# Resnet50 on webcam

## Import libraries

In [1]:
import torch
import torchvision
import cv2
import numpy as np
import time

## Download model

In [2]:
model = torchvision.models.resnet50(weights=torchvision.models.ResNet50_Weights.DEFAULT)

## Labels

In [3]:
# dict with ImageNet labels
with open('imagenet_labels.txt') as f:
    labels = eval(f.read())

## Inference

In [6]:
# Open webcam and start inference
cap = cv2.VideoCapture(0)
cap.set(cv2.CAP_PROP_FRAME_WIDTH, 640)
cap.set(cv2.CAP_PROP_FRAME_HEIGHT, 480)

while True:
    t0 = time.time()
    ret, frame = cap.read()
    if not ret:
        continue

    # Preprocess image
    img = cv2.cvtColor(frame, cv2.COLOR_BGR2RGB)
    # img = cv2.resize(img, (224, 224))
    img = np.transpose(img, (2, 0, 1))
    img = img.astype(np.float32) / 255.0
    img = torch.from_numpy(img)
    img = img.unsqueeze(0)

    # Inference
    model.eval()
    with torch.no_grad():
        start = time.time()
        outputs = model(img)
        end = time.time()

> Exercise set
a. In the Resnet50 webcam page, rewrite the code block starting "# Preprocess image" as a short list of its steps.
b. Answer these from the Resnet50 webcam page:
(i) What frame width and height are set for the webcam capture?
(ii) From which file are the ImageNet labels read?
(iii) Which weights are passed when the resnet50 model is created?
The rows after this point come from a separate source.

> Data listing
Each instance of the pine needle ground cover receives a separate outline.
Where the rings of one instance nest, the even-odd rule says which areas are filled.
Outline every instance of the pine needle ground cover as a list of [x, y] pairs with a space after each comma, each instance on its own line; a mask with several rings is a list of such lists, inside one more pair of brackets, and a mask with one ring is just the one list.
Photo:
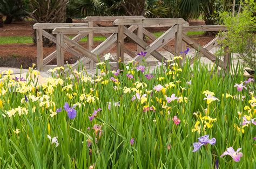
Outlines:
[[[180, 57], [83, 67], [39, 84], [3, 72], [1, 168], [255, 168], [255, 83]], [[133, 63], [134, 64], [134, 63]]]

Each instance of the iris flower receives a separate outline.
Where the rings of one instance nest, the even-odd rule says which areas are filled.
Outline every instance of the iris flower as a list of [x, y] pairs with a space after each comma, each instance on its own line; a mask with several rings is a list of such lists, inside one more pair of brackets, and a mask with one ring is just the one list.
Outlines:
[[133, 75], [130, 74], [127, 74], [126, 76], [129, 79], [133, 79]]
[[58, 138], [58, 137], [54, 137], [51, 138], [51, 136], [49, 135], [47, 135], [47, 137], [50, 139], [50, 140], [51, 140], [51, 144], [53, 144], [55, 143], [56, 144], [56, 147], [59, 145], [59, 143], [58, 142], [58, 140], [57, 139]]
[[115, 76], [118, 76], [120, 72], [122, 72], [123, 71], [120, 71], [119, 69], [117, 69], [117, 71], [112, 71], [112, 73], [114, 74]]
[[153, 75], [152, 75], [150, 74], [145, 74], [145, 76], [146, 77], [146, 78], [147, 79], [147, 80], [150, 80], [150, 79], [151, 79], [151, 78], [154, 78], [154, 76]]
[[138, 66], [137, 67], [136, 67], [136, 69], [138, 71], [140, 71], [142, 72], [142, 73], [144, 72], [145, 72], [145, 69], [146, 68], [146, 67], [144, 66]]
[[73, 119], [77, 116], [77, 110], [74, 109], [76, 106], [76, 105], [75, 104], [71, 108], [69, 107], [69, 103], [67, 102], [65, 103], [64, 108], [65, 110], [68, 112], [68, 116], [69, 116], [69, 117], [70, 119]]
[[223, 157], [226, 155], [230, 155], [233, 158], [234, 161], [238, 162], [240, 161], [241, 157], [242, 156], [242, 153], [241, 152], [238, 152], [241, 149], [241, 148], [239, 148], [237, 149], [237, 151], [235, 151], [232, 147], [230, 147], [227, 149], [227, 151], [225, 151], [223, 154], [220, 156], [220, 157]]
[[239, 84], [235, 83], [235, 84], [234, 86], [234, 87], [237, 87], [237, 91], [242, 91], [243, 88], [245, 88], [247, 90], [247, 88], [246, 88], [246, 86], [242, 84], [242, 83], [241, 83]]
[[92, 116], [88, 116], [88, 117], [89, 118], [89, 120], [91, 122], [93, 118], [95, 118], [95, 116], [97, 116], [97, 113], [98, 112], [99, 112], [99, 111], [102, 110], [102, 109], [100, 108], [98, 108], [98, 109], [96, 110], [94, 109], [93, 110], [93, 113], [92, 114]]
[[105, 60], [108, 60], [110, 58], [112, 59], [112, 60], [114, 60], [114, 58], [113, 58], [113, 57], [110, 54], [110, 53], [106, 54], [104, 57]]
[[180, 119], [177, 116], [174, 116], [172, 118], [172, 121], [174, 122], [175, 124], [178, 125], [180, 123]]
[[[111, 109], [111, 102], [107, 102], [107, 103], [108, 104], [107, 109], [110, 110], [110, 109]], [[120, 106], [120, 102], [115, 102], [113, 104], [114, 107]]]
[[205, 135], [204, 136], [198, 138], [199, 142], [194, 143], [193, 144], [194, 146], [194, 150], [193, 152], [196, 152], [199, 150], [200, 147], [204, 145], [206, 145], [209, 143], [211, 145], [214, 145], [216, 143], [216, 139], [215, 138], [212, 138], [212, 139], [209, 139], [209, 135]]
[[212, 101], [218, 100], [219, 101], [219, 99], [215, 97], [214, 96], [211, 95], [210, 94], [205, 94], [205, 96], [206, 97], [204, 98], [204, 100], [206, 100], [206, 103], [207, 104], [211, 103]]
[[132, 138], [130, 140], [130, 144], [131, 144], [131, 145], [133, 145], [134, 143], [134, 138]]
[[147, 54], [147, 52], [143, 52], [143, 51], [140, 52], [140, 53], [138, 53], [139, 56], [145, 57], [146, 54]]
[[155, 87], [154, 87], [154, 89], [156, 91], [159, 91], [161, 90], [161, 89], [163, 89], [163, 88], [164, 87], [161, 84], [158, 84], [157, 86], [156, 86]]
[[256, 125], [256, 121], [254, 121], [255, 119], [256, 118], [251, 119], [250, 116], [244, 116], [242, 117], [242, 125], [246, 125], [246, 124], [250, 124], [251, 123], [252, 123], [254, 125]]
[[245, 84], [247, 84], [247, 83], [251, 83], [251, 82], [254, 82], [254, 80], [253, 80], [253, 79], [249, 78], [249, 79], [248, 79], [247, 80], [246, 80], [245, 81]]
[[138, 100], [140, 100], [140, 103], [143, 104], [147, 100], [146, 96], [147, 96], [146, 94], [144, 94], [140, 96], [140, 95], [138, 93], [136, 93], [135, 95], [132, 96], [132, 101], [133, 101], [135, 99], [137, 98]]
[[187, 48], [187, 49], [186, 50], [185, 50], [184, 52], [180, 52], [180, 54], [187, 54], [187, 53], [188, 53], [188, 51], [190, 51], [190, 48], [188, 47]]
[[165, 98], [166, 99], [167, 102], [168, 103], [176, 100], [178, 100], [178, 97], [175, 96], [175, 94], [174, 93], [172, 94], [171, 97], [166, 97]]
* * *
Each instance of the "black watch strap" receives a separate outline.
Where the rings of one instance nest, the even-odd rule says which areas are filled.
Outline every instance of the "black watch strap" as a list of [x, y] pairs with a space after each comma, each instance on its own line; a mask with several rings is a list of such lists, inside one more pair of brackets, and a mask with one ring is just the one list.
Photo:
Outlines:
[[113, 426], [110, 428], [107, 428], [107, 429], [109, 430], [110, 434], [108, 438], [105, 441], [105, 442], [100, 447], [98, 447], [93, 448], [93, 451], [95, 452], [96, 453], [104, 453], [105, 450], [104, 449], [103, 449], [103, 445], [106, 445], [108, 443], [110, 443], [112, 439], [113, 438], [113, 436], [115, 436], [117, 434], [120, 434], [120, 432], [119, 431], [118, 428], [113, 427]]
--
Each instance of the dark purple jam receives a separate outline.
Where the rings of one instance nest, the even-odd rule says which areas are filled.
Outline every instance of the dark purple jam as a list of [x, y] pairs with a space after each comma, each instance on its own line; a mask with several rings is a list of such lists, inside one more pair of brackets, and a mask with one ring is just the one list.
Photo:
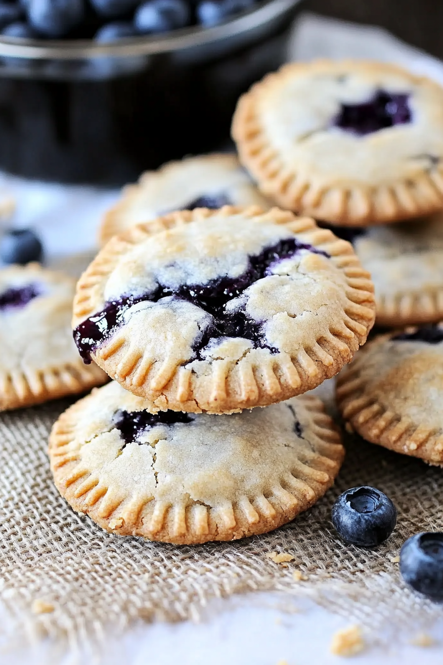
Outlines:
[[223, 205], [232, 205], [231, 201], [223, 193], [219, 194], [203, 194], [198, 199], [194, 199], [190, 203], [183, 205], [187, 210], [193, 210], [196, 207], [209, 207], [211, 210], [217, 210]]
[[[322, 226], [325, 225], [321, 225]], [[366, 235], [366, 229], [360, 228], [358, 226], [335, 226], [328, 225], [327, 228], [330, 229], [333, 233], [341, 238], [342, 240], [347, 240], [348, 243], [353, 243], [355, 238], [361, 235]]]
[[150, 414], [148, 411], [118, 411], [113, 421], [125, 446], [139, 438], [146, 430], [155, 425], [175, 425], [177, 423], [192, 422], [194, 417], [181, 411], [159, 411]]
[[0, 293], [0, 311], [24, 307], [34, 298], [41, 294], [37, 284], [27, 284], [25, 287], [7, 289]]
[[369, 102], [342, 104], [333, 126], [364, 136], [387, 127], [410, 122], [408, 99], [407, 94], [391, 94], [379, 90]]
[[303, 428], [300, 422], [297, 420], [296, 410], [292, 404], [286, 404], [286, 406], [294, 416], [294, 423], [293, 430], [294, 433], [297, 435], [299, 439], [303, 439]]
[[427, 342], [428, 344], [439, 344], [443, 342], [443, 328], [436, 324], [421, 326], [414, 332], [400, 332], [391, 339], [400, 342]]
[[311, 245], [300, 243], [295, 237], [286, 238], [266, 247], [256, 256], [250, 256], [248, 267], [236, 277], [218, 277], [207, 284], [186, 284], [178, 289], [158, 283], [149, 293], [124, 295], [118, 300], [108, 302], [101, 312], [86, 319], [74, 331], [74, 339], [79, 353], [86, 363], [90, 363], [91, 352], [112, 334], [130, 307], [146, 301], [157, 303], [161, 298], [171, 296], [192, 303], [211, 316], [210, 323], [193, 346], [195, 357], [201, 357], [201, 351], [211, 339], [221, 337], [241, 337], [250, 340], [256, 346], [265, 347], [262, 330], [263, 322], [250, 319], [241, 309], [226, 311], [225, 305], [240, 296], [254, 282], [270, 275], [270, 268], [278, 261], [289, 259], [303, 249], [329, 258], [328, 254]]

> Answers for the exercise
a.
- Convert the frame from BGR to RGB.
- A resize to 224 × 224 is present but commented out.
- Transpose the array axes to (2, 0, 1).
- Cast to float32 and divide by 255.0.
- Convert to a torch tensor with `torch.from_numpy`.
- Add a leading dimension with `unsqueeze(0)`.

b.
(i) Width 640, height 480.
(ii) imagenet_labels.txt
(iii) torchvision.models.ResNet50_Weights.DEFAULT